## TASK TO COMPLETE
Copy each line in the data below that contains the word "block".

## INPUT RECORDS
·····

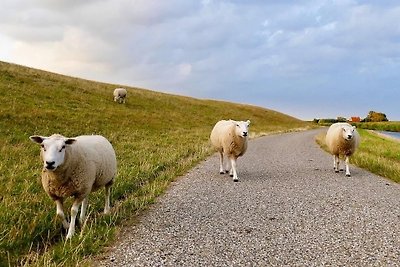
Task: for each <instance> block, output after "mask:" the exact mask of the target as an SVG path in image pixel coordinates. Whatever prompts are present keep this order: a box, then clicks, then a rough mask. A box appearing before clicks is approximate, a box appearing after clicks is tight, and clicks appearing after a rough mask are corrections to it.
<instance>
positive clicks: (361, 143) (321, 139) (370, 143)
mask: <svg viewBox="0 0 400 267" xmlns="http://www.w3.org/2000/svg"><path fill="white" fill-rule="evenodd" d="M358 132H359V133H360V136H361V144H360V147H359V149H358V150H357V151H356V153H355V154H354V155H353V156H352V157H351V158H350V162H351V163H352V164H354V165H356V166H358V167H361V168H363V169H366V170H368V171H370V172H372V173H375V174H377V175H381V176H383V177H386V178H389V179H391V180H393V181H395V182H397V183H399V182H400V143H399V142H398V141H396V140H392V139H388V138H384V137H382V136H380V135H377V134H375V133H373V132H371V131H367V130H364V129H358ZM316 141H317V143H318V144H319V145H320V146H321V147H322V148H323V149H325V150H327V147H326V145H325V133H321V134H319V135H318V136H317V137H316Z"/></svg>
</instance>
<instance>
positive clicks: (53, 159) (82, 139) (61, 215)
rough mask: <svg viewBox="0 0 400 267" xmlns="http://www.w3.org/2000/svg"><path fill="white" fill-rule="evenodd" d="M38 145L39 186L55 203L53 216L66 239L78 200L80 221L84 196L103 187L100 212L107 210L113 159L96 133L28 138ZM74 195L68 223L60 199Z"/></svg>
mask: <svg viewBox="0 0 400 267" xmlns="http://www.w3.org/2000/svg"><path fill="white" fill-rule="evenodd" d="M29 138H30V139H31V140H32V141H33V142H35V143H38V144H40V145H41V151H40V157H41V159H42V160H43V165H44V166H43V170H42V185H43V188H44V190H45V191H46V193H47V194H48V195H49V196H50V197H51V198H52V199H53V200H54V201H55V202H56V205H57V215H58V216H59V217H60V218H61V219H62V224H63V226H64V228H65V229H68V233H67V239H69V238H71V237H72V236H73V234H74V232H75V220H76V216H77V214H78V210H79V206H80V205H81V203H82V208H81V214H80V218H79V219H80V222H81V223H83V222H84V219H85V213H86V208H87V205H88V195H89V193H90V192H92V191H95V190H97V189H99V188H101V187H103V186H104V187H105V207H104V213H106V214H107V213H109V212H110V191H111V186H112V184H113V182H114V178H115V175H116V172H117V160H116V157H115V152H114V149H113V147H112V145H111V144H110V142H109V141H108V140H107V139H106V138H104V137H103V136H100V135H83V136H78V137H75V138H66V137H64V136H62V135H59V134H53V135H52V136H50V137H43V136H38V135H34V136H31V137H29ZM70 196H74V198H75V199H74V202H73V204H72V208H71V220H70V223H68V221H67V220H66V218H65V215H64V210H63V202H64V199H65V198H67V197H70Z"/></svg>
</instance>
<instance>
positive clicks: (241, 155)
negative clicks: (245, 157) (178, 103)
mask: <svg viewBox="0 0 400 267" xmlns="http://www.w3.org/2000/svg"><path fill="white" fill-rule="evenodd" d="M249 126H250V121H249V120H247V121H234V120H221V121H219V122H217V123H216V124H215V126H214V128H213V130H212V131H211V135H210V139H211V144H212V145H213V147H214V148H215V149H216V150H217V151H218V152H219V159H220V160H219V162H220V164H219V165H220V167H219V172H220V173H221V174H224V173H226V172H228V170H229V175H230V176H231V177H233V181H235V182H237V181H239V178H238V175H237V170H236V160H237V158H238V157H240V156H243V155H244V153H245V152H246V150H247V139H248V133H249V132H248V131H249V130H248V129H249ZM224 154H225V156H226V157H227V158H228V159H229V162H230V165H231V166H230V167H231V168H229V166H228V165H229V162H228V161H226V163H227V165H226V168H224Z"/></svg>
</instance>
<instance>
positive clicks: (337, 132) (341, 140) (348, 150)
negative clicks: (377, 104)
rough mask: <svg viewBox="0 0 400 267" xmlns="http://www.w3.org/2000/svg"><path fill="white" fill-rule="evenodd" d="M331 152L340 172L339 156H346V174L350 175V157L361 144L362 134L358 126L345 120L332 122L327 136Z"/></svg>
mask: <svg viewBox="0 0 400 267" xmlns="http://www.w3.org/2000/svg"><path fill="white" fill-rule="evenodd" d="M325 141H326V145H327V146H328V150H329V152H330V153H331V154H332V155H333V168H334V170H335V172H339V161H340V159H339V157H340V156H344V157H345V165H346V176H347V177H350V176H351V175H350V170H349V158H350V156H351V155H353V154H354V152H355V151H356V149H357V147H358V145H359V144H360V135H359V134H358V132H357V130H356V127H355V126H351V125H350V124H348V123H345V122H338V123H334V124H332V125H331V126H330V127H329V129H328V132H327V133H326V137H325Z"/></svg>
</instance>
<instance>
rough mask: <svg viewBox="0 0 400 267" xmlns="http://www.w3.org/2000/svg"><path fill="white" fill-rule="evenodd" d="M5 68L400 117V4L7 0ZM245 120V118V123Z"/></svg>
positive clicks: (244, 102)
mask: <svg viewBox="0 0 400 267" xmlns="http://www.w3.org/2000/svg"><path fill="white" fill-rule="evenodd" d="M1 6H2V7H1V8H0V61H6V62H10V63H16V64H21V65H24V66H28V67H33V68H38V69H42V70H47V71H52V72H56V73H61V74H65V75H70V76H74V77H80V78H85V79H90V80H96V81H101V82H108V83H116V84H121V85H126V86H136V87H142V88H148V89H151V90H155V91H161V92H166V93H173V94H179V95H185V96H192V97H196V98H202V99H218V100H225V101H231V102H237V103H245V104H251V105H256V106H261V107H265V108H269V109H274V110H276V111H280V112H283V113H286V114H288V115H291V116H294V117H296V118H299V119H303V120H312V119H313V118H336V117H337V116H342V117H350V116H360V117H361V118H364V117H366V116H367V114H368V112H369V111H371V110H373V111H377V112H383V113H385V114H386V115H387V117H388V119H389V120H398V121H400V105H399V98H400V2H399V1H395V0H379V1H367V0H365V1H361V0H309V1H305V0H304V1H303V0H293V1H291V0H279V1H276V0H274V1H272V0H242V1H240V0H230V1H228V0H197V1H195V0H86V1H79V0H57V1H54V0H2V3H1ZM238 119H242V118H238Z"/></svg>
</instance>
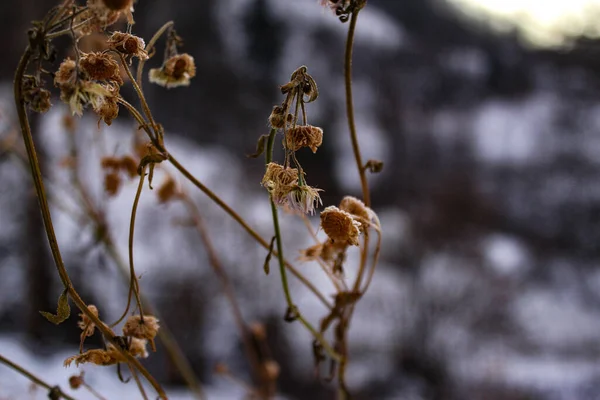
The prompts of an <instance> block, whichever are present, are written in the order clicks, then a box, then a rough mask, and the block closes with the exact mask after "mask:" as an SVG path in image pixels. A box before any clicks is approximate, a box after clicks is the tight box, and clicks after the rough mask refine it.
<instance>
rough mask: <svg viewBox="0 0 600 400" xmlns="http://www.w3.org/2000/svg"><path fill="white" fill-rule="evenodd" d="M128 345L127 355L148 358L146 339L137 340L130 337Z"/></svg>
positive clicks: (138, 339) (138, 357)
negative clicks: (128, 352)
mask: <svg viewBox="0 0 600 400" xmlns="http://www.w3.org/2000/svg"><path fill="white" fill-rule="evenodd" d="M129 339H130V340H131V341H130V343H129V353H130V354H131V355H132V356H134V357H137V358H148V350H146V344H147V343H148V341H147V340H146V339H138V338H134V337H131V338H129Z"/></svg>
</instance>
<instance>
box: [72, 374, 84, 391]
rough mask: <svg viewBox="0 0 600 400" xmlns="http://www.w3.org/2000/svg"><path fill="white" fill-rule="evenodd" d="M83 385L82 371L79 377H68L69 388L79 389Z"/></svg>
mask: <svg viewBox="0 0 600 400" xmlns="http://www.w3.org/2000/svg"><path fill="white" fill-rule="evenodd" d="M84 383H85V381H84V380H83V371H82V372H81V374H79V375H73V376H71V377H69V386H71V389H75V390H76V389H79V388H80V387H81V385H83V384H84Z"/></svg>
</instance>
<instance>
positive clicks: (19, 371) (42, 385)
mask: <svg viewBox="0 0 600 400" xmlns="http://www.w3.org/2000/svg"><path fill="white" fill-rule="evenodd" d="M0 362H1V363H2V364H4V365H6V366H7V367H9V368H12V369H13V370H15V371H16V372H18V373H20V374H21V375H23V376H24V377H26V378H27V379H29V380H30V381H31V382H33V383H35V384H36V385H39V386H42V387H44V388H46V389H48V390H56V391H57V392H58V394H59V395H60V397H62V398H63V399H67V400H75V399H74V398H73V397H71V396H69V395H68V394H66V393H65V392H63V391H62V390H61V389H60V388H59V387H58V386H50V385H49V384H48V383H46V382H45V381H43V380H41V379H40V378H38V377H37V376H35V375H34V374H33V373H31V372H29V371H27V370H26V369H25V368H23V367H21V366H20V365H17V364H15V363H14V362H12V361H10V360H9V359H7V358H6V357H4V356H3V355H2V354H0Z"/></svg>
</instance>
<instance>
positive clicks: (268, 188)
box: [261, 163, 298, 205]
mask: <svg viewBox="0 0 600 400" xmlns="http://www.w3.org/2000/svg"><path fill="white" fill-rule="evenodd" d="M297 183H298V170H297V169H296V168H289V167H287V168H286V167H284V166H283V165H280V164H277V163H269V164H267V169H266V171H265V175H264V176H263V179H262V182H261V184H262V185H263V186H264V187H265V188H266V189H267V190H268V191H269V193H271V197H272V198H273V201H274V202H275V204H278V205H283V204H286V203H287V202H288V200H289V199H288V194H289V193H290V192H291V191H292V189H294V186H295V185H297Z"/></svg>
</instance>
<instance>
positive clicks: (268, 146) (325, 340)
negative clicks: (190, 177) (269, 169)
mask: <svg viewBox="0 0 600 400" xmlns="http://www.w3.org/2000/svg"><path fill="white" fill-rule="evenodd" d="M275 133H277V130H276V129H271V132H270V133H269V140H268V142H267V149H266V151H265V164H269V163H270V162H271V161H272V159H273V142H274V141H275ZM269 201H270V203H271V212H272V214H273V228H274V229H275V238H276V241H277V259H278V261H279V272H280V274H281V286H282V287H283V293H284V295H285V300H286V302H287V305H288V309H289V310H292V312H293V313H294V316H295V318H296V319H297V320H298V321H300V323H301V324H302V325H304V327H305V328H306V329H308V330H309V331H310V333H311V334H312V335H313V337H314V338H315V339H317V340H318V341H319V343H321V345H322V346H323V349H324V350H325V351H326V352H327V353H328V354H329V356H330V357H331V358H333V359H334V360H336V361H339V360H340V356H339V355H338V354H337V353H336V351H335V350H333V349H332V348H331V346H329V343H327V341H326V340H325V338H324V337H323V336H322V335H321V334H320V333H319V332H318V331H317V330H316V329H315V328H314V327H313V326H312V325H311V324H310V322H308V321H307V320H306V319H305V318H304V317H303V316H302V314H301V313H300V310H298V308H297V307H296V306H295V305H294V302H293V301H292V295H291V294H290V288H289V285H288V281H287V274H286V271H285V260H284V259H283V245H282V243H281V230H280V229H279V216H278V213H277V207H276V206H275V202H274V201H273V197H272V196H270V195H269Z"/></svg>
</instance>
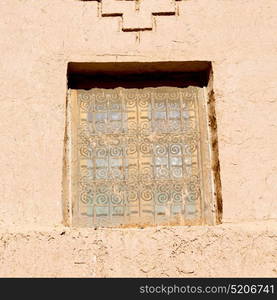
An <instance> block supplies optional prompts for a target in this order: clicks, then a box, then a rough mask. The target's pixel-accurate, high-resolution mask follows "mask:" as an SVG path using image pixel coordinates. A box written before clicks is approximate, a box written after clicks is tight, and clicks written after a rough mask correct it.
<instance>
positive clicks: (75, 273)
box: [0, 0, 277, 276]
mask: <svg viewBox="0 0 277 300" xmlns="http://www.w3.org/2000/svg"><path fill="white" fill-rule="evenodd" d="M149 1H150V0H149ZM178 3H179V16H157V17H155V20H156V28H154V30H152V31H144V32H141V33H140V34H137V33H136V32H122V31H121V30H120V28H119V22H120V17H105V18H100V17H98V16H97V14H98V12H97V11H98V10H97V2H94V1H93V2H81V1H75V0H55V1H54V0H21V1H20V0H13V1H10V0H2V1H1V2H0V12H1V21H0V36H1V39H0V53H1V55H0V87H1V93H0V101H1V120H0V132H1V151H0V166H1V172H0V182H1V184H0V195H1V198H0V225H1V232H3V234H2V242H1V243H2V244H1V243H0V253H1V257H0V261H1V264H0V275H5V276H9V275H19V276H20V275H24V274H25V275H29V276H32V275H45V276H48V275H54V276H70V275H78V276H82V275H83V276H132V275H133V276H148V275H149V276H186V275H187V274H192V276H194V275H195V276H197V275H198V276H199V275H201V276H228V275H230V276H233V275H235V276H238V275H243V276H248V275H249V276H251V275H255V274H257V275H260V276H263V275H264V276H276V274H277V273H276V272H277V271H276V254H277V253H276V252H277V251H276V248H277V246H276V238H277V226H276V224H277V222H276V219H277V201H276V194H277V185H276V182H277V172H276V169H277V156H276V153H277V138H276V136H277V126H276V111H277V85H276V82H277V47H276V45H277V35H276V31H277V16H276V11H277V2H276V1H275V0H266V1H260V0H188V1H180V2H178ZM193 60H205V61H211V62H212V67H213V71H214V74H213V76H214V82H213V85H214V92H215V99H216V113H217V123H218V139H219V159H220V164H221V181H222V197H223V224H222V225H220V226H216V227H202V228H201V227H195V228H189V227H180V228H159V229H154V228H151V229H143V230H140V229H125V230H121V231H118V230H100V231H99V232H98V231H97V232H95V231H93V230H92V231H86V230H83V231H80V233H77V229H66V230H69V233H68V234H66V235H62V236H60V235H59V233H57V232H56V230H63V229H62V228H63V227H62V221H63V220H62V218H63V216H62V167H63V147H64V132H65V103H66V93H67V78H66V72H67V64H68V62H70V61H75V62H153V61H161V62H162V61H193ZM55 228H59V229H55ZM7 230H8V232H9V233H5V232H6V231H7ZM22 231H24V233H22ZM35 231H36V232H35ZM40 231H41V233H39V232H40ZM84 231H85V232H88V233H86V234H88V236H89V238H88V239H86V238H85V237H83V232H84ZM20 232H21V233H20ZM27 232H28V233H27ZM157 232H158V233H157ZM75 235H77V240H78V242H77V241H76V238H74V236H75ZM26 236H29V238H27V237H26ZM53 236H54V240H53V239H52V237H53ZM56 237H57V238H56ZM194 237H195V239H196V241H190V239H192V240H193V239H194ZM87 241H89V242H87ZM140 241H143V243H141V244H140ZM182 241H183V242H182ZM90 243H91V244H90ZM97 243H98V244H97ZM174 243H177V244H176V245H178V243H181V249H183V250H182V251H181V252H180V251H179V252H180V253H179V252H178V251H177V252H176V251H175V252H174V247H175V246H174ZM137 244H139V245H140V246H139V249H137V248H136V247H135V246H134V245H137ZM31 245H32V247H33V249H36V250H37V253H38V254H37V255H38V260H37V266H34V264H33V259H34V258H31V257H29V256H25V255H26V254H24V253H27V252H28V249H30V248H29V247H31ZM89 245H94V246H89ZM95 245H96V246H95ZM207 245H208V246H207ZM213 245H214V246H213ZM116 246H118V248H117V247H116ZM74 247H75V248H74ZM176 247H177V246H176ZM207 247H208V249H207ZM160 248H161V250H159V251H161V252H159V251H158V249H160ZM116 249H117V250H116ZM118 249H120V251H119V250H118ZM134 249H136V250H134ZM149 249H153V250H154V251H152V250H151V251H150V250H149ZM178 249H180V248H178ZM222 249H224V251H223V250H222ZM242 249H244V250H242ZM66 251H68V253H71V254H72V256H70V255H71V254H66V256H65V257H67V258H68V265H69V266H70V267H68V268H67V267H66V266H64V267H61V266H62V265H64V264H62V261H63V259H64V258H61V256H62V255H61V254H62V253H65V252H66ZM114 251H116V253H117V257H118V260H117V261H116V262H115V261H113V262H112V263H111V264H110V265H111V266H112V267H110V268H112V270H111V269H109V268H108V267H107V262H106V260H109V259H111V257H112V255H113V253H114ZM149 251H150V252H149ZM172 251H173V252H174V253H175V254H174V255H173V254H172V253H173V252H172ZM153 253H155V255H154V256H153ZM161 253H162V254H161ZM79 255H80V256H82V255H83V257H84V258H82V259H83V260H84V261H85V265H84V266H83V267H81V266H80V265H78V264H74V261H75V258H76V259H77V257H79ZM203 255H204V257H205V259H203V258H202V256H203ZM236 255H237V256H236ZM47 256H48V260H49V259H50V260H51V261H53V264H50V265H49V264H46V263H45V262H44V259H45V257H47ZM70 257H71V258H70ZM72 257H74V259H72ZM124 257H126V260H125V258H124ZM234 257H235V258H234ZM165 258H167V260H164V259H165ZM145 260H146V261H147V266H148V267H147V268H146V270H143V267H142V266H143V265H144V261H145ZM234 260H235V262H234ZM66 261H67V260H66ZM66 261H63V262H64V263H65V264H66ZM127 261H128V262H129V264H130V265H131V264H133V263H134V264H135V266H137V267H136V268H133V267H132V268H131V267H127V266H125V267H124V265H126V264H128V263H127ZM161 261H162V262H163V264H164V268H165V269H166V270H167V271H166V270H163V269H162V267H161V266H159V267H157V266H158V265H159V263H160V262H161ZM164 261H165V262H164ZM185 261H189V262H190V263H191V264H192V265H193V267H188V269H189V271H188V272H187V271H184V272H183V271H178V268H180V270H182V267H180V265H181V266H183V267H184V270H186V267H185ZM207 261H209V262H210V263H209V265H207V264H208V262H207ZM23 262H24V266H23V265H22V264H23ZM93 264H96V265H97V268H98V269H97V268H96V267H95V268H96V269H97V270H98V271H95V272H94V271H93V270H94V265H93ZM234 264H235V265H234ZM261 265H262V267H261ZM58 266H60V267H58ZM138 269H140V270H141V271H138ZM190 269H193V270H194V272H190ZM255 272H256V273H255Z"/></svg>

·····

## WORKED SOLUTION
Task: for each <instance> block, output after "mask:" the exact mask of the target as an SVG path in image pixel coordinates. Whatever prompts are present keep this order: a box, then clicks, then a rough mask. A box appearing before clicks is approximate, a box appearing after clicks is tight, and clicks appearing after a rough mask are corrections to it.
The prompts of an <instance> block, whichever are present, are written in the order clicks, then a box, then a rough mask, and the block closes with the exact mask after "mask:" as an SVG path in image pixels. A box before any clicks is approximate, a box after clicks is the tight box, and clicks after the rough mask refine it.
An <instance> block supplies optional prompts for a target in this order: clicks, then a box, then a rough mask. The target's pixel-accurate, high-resolution mask follows "mask:" as an SVG path using image pixel coordinates. A box written before clicks is approximate, a box written after clicks is tight, and clicks written after a rough mask correct it.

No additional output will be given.